■ **CONSIGNE**
Relevez chaque ligne des items ci-dessous qui contient le mot « arched », en la recopiant telle quelle.

:::::

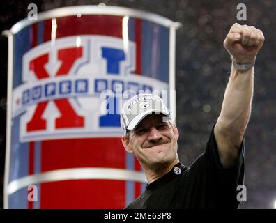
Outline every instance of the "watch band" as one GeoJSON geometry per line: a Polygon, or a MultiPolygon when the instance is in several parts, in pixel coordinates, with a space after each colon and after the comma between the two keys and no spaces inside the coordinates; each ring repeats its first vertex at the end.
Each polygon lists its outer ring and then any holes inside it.
{"type": "Polygon", "coordinates": [[[254,67],[255,65],[255,61],[254,61],[253,62],[245,63],[237,63],[233,60],[232,60],[232,61],[234,68],[236,68],[237,70],[245,70],[250,69],[251,68],[254,67]]]}

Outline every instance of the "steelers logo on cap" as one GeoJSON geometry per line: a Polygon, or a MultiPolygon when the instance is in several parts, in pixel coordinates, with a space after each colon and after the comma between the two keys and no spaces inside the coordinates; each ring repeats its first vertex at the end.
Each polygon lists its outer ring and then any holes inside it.
{"type": "Polygon", "coordinates": [[[142,102],[139,104],[139,107],[141,109],[146,109],[149,106],[149,103],[147,102],[142,102]]]}

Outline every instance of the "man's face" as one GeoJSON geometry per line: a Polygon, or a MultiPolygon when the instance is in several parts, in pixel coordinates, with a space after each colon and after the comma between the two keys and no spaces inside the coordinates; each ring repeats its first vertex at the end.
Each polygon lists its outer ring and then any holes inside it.
{"type": "Polygon", "coordinates": [[[163,118],[160,114],[148,115],[130,131],[129,139],[122,137],[125,148],[134,153],[144,167],[158,168],[177,157],[178,132],[175,125],[163,122],[163,118]]]}

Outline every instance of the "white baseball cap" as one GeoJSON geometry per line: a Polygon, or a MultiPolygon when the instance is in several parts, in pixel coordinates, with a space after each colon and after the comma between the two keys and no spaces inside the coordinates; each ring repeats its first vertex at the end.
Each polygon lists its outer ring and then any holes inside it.
{"type": "Polygon", "coordinates": [[[171,117],[163,100],[153,94],[139,94],[125,102],[121,112],[121,126],[124,134],[126,130],[133,130],[148,114],[163,114],[171,117]]]}

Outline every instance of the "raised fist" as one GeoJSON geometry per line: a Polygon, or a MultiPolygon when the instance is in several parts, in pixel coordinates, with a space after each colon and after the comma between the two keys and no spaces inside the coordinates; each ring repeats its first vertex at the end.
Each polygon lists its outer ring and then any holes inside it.
{"type": "Polygon", "coordinates": [[[224,48],[238,63],[252,62],[261,48],[264,36],[254,26],[235,23],[223,42],[224,48]]]}

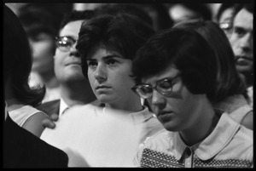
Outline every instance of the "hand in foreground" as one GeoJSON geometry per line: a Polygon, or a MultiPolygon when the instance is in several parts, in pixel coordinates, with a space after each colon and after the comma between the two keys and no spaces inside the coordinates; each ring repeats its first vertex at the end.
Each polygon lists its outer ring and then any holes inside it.
{"type": "Polygon", "coordinates": [[[55,122],[58,121],[59,116],[55,113],[52,114],[49,117],[44,119],[42,124],[44,128],[54,128],[56,124],[55,122]]]}

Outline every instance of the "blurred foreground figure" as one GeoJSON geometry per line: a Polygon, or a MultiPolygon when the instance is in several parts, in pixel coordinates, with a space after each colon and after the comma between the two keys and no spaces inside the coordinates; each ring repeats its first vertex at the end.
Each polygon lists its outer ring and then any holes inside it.
{"type": "MultiPolygon", "coordinates": [[[[3,10],[3,73],[6,88],[7,83],[12,79],[10,76],[17,66],[17,59],[22,59],[31,68],[32,56],[28,40],[18,18],[6,6],[3,10]]],[[[9,117],[6,102],[3,105],[3,168],[67,167],[67,154],[19,127],[9,117]]]]}

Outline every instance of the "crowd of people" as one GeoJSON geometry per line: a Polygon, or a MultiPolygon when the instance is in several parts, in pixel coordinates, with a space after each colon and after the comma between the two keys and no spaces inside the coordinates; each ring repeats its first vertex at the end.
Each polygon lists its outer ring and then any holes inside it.
{"type": "Polygon", "coordinates": [[[3,168],[253,168],[253,3],[14,4],[3,168]]]}

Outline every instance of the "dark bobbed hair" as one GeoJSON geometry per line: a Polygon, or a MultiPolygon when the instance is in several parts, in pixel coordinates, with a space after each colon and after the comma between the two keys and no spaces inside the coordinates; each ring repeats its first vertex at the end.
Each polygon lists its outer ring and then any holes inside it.
{"type": "Polygon", "coordinates": [[[83,11],[73,10],[64,15],[60,29],[62,29],[67,23],[76,20],[90,20],[96,14],[95,10],[87,9],[83,11]]]}
{"type": "Polygon", "coordinates": [[[45,87],[31,88],[28,85],[32,58],[26,32],[17,16],[4,5],[3,73],[4,83],[11,83],[15,98],[21,103],[40,105],[45,87]]]}
{"type": "Polygon", "coordinates": [[[76,48],[82,57],[82,71],[87,77],[87,54],[96,45],[114,48],[129,60],[154,34],[153,28],[140,18],[128,14],[102,14],[82,24],[76,48]]]}
{"type": "Polygon", "coordinates": [[[236,69],[235,55],[222,29],[212,21],[186,21],[175,28],[192,29],[200,33],[214,52],[217,65],[215,100],[220,101],[234,94],[246,94],[246,86],[236,69]]]}
{"type": "Polygon", "coordinates": [[[214,100],[215,57],[207,41],[195,31],[171,28],[153,36],[141,48],[132,63],[137,84],[173,65],[187,88],[195,94],[206,94],[214,100]]]}

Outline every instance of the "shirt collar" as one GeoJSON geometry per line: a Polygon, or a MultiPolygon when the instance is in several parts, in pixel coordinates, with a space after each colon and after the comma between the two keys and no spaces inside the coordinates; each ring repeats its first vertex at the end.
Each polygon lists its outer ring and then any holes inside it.
{"type": "Polygon", "coordinates": [[[59,111],[59,117],[61,117],[63,114],[63,111],[68,108],[68,105],[67,103],[61,98],[60,100],[60,111],[59,111]]]}
{"type": "Polygon", "coordinates": [[[143,111],[130,114],[135,124],[144,123],[148,119],[153,117],[153,113],[149,111],[148,108],[145,105],[143,105],[143,111]]]}
{"type": "Polygon", "coordinates": [[[193,148],[201,160],[208,160],[222,151],[234,137],[241,125],[224,113],[212,133],[193,148]]]}
{"type": "Polygon", "coordinates": [[[235,122],[227,113],[224,113],[216,128],[202,142],[192,146],[187,146],[180,137],[178,132],[172,133],[174,156],[180,160],[186,147],[191,149],[201,160],[208,160],[213,157],[229,144],[234,134],[240,128],[240,124],[235,122]]]}

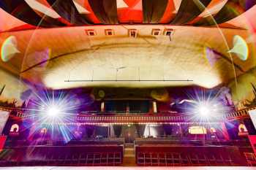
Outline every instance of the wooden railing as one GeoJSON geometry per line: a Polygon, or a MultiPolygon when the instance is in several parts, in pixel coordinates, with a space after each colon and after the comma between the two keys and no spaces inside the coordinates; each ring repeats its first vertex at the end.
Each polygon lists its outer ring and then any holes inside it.
{"type": "MultiPolygon", "coordinates": [[[[22,109],[0,107],[0,109],[11,112],[15,110],[16,115],[12,115],[20,119],[31,118],[32,115],[26,113],[22,109]]],[[[200,123],[217,123],[229,121],[236,119],[249,117],[249,110],[256,109],[256,107],[246,108],[235,112],[227,113],[223,116],[214,117],[214,120],[200,120],[200,123]]],[[[72,124],[75,123],[81,124],[99,124],[99,123],[113,123],[113,124],[129,124],[129,123],[196,123],[196,120],[192,116],[186,114],[176,113],[150,113],[150,114],[111,114],[111,113],[99,113],[99,114],[78,114],[74,117],[74,121],[67,123],[72,124]]]]}

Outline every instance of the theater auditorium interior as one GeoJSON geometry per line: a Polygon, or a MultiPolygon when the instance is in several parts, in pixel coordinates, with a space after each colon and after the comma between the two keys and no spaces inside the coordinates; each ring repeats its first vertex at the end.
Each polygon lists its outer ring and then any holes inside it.
{"type": "Polygon", "coordinates": [[[0,169],[253,169],[255,17],[256,0],[0,0],[0,169]]]}

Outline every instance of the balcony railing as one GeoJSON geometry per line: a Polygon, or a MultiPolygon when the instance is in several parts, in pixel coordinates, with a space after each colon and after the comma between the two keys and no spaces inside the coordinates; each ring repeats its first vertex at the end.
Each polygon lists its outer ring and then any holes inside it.
{"type": "MultiPolygon", "coordinates": [[[[18,119],[28,119],[33,116],[25,112],[22,109],[1,107],[0,109],[11,112],[15,110],[15,115],[11,116],[18,119]]],[[[256,107],[246,108],[235,112],[225,114],[225,115],[216,117],[214,120],[200,120],[200,123],[217,123],[229,121],[235,119],[249,117],[249,110],[256,109],[256,107]]],[[[102,112],[81,112],[74,117],[73,122],[67,124],[98,124],[98,123],[113,123],[113,124],[129,124],[129,123],[196,123],[197,120],[192,116],[185,113],[178,113],[170,111],[168,112],[158,113],[102,113],[102,112]]],[[[197,121],[198,122],[198,121],[197,121]]]]}

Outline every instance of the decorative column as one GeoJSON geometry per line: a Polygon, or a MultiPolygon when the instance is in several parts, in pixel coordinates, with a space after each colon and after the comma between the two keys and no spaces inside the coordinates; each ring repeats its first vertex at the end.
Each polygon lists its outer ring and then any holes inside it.
{"type": "Polygon", "coordinates": [[[100,112],[102,113],[105,112],[105,102],[104,102],[104,101],[102,101],[102,103],[100,104],[100,112]]]}
{"type": "Polygon", "coordinates": [[[157,113],[157,101],[153,101],[153,113],[157,113]]]}
{"type": "Polygon", "coordinates": [[[230,140],[230,136],[228,134],[226,125],[225,124],[225,123],[221,123],[221,126],[222,126],[222,133],[223,133],[223,136],[225,137],[225,139],[228,141],[230,140]]]}

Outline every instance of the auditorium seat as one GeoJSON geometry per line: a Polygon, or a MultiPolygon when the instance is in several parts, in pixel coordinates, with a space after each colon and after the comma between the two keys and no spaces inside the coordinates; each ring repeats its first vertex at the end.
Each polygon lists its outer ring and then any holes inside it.
{"type": "Polygon", "coordinates": [[[244,156],[246,159],[248,166],[255,166],[256,165],[256,156],[255,154],[252,152],[244,152],[244,156]]]}

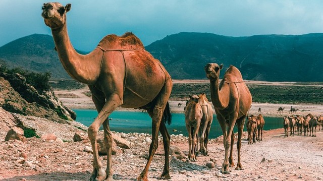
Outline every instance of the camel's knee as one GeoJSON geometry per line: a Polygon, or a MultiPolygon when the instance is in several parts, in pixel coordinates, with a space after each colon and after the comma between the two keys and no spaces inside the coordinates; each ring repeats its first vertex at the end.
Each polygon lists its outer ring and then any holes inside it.
{"type": "Polygon", "coordinates": [[[89,127],[89,128],[87,129],[87,135],[91,141],[95,140],[96,136],[97,136],[98,131],[98,129],[97,128],[94,128],[94,127],[92,125],[89,127]]]}

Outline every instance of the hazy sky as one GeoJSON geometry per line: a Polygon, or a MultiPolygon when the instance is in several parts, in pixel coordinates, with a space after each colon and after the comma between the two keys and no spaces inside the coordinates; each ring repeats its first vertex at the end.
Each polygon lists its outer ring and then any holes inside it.
{"type": "MultiPolygon", "coordinates": [[[[0,46],[34,33],[51,35],[43,2],[0,1],[0,46]]],[[[181,32],[231,36],[323,33],[321,0],[61,1],[72,4],[68,32],[77,49],[91,51],[107,34],[131,31],[145,46],[181,32]]]]}

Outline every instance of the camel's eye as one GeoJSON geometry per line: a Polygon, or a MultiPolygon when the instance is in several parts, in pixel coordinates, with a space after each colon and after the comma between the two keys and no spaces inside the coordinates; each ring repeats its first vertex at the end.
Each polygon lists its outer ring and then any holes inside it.
{"type": "Polygon", "coordinates": [[[219,71],[219,69],[220,69],[220,68],[219,67],[216,67],[216,68],[214,69],[214,70],[215,70],[215,71],[216,71],[216,72],[219,71]]]}

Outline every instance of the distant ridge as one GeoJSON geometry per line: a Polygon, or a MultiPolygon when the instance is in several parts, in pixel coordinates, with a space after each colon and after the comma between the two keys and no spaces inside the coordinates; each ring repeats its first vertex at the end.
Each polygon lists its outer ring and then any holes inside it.
{"type": "Polygon", "coordinates": [[[204,66],[217,63],[237,67],[246,80],[323,81],[323,33],[234,37],[182,32],[145,48],[174,79],[204,79],[204,66]]]}
{"type": "MultiPolygon", "coordinates": [[[[54,47],[51,36],[34,34],[0,47],[0,59],[11,67],[49,72],[55,79],[71,79],[54,47]]],[[[236,66],[246,80],[323,81],[323,33],[235,37],[182,32],[145,48],[162,62],[173,79],[206,79],[204,66],[217,63],[224,64],[225,69],[236,66]]]]}

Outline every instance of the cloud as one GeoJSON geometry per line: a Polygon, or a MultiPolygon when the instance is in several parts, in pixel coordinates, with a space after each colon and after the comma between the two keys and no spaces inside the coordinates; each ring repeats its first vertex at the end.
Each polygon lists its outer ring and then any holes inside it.
{"type": "MultiPolygon", "coordinates": [[[[323,32],[323,2],[291,0],[61,1],[72,4],[68,28],[75,48],[90,51],[109,34],[132,31],[145,45],[181,32],[226,36],[323,32]]],[[[42,3],[0,2],[0,46],[33,33],[50,34],[42,3]]]]}

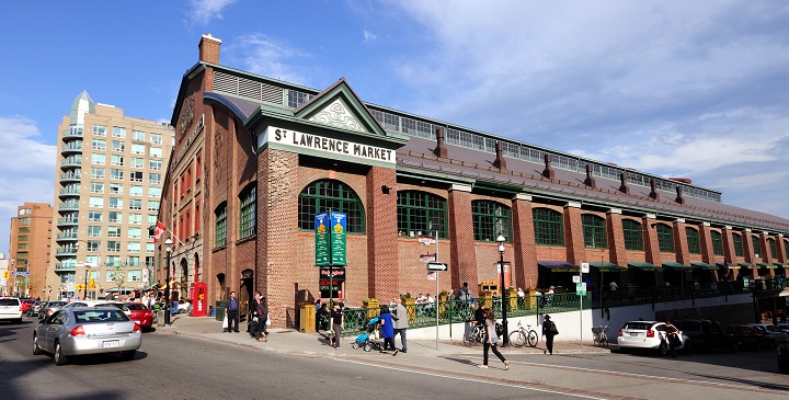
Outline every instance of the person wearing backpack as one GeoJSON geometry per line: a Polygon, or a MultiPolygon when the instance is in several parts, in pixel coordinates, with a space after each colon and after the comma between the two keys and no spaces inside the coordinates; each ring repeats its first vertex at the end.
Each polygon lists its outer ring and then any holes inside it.
{"type": "Polygon", "coordinates": [[[556,328],[556,323],[551,321],[550,316],[545,316],[542,322],[542,338],[546,339],[546,348],[542,351],[544,354],[553,354],[553,336],[559,334],[559,330],[556,328]]]}

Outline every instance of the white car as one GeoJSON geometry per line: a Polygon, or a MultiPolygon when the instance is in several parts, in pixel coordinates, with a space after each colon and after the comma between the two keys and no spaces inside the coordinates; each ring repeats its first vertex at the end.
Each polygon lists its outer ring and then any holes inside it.
{"type": "MultiPolygon", "coordinates": [[[[688,338],[679,331],[682,343],[676,350],[683,350],[688,338]]],[[[619,350],[653,350],[660,355],[666,355],[670,351],[666,336],[666,325],[658,321],[630,321],[619,329],[617,336],[619,350]]]]}
{"type": "Polygon", "coordinates": [[[0,321],[22,323],[22,301],[16,297],[0,297],[0,321]]]}

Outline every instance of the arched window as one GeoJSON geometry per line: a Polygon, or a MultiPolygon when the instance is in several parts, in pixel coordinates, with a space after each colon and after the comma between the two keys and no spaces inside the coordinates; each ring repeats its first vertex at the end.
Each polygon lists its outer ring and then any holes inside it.
{"type": "Polygon", "coordinates": [[[581,216],[581,226],[586,249],[606,248],[605,218],[594,214],[584,214],[581,216]]]}
{"type": "Polygon", "coordinates": [[[625,250],[643,251],[641,222],[622,219],[622,233],[625,233],[625,250]]]}
{"type": "Polygon", "coordinates": [[[398,192],[398,236],[421,235],[446,239],[446,199],[436,195],[418,192],[398,192]]]}
{"type": "Polygon", "coordinates": [[[732,243],[734,244],[734,255],[743,256],[742,236],[740,233],[732,233],[732,243]]]}
{"type": "Polygon", "coordinates": [[[688,253],[701,254],[701,243],[698,238],[698,230],[694,228],[685,228],[685,237],[688,241],[688,253]]]}
{"type": "Polygon", "coordinates": [[[227,203],[220,204],[214,210],[214,247],[221,248],[227,244],[227,203]]]}
{"type": "Polygon", "coordinates": [[[239,238],[249,238],[258,232],[258,186],[250,184],[239,195],[239,238]]]}
{"type": "Polygon", "coordinates": [[[347,215],[348,233],[364,233],[364,207],[354,191],[334,180],[315,181],[299,194],[299,229],[315,230],[315,215],[320,212],[340,212],[347,215]]]}
{"type": "Polygon", "coordinates": [[[494,242],[503,235],[507,242],[512,241],[510,225],[510,207],[491,201],[471,202],[474,240],[494,242]]]}
{"type": "Polygon", "coordinates": [[[658,247],[663,253],[674,252],[674,231],[665,224],[658,224],[658,247]]]}
{"type": "Polygon", "coordinates": [[[712,254],[723,255],[723,237],[721,233],[713,230],[710,232],[710,237],[712,238],[712,254]]]}
{"type": "Polygon", "coordinates": [[[564,221],[561,213],[550,208],[534,208],[531,216],[537,244],[564,245],[564,221]]]}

:::::

■ **RÉSULTAT OBTENU**
Outline every instance of the arched window as one GeoJSON geometry per line: a Polygon, or a MultiPolygon when the instance is in several parts, in pixel coordinates, with a space after each colon and after the comma between the two keys and no spaces inside the coordinates; each ring repeats its first vertex at the end.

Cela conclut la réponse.